Text extract:
◇ ◇ ◇ ◇ ◇ ◇ ◇

As the clock struck midnight, Taylor Swift dropped the soundtrack for all of our future sleepless nights.
Taylor Swift’s Midnights album dropped on October 21, 2022 to fans who’d been anxiously waiting for and speculating over “the story of 13 sleepless nights, scattered throughout (her) life.”
She dropped a few hints about the album’s contents in the form of the sultry, 70s esthetic she employed in her promotions, the album’s track list, and some explanations on the meaning behind a few of the songs, but fans were left largely in the dark. Dark like midnights!
Taylor Swift has reinvented herself countless times, from pure country, to pop country, to the varying shades of pure pop present in 1989, Reputation, and Lover, and finally, the alternative, folk style of folklore and evermore, but she’s never released an album that showed off every side of her.
Based on the brief, I thought Midnights might be a multi-genre concept album that would bring together all of the sounds she’s experimented with, reaching throughout her life in terms of the content and style of all these “scattered midnights.”
However, although the lyrics clearly span years, if not decades, Taylor Swift’s Midnights is actually one of her most sonically cohesive pieces yet! Completely produced by Taylor Swift and long-time collaborator, Jack Antonoff, the album has a consistent sound that, in my opinion, falls somewhere between 1989 and Reputation.
Much like the hour it describes, it is sultry, reflective, emotional, and dreamy, on the precipice of tomorrow but still clinging on to yesterday. Whether you want to dance, cry, reflect, or smirk the night away, Taylor Swift’s Midnights album has plenty to offer you, but this album has a distinct vibe from start to finish that ties it all together so nicely.
Taylor Swift’s Midnights album is certainly not a rehash of any previous works, but it’s also not such a departure that I feel like we’re seeing a whole new level of her creativity and versatility. The sound isn’t new to her at all, although it has been fine tuned and turned up in certain areas. It feels fresh, but familiar. Again, kind of like midnights themselves.
To Swift’s eternal credit, it actually stands out as an act of confidence that Midnights is not another reinvention. The singer said it best herself in Netflix’s Miss Americana when she discussed feeling the need to constantly reinvent herself to maintain her shine. She also very vulnerably outlines those feelings in “Nothin’ New,” on Red (Taylor’s Version), where she dreads the day that the world grows weary of her. With Midnights, she lets go of that compulsion and lets her talent shine for itself.
While the sound of Midnights is more akin to her pop pursuits, it’s in this album’s confidence that the influence of folklore and evermore creep in. These albums were such a strong departure from the norm for her, both sonically and lyrically, and they were also a departure from the expectations of who she felt she was supposed to be as an artist. She gave herself the freedom that allowed her to flourish, and in that discovered, without a doubt, who she actually is an artist and what that means to her.
The confidence also shines through in her vocals on each song and in the subdued melodies with bold accents. Every track manages to feel both full and understated. The listener never feels bored and gets plenty of surprises, but every element must stand on its own, with no place to hide under elaborately layered production.
Although the folklore and evermore albums were incredible, deep, and intricate works, there was a piece of Taylor Swift’s style that I missed from them. And no, I’m not just talking about the bops!

◇ ◇ ◇ ◇ ◇ ◇ ◇

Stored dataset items
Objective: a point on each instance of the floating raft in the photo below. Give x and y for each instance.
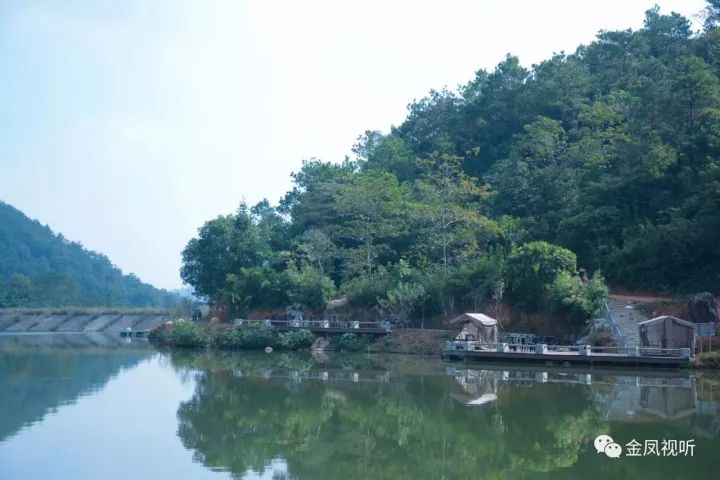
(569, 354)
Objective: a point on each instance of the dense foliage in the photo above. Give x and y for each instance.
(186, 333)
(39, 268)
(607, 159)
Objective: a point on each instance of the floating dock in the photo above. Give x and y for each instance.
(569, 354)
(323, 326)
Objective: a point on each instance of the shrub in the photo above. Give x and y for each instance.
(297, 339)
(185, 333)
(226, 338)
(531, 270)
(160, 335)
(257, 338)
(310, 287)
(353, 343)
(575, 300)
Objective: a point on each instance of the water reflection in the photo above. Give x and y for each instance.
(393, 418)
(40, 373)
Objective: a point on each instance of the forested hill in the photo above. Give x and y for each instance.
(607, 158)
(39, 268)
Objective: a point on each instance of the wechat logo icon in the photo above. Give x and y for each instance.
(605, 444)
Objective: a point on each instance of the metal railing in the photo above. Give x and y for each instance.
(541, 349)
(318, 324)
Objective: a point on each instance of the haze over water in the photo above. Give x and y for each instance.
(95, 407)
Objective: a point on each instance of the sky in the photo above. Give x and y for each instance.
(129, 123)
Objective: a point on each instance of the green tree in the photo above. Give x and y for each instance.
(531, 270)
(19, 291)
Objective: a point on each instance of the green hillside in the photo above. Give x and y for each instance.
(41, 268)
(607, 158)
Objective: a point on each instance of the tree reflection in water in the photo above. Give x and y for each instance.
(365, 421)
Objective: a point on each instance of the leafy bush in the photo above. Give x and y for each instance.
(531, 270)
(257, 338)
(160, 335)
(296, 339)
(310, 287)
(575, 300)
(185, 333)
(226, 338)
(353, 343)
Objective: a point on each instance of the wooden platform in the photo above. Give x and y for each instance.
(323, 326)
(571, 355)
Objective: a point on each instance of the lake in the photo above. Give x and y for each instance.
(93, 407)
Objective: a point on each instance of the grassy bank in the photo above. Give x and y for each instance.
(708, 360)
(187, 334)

◇ ◇ ◇ ◇ ◇ ◇ ◇

Actions to take:
A - Answer these questions using the Midnights album review.
(i) On what date was the album released?
(ii) Who produced the album?
(iii) Which song on Red (Taylor's Version) does the review say expresses her dread that the world will grow weary of her?
B - Write the next few paragraphs of the Midnights album review, continuing in the same voice from its final line.

Solved problems:
A -
(i) October 21, 2022
(ii) Taylor Swift and Jack Antonoff
(iii) "Nothin' New"

B -
The thing that I’ve always loved most about Taylor Swift is her keen ability to relate to her audience, despite the ever-growing chasm separating our lifestyles. Whether she was a 15 year old marching down to the mall with her acoustic guitar, or a pop megastar selling out stadiums and being described as “the music industry” incarnate, she has maintained her ability to speak the words straight out of our hearts and into a catchy or heart-punching melody.
Her alternative projects still captured that in many moments, but as she dove into the stories of others and buried her true feelings under elaborate metaphors, the path to access them became more convoluted.
On Midnights, she is still speaking with specificity, as she always has, but her supreme relatability has returned in full force and in all of its angsty glory. Her lyrics are as delicately spun and as tightly woven as ever as she tells your life story more completely and succinctly than you could ever dream of. But it’s in the simplicity of the feelings that she manages to capture that this album really shines and calls back to her earlier works.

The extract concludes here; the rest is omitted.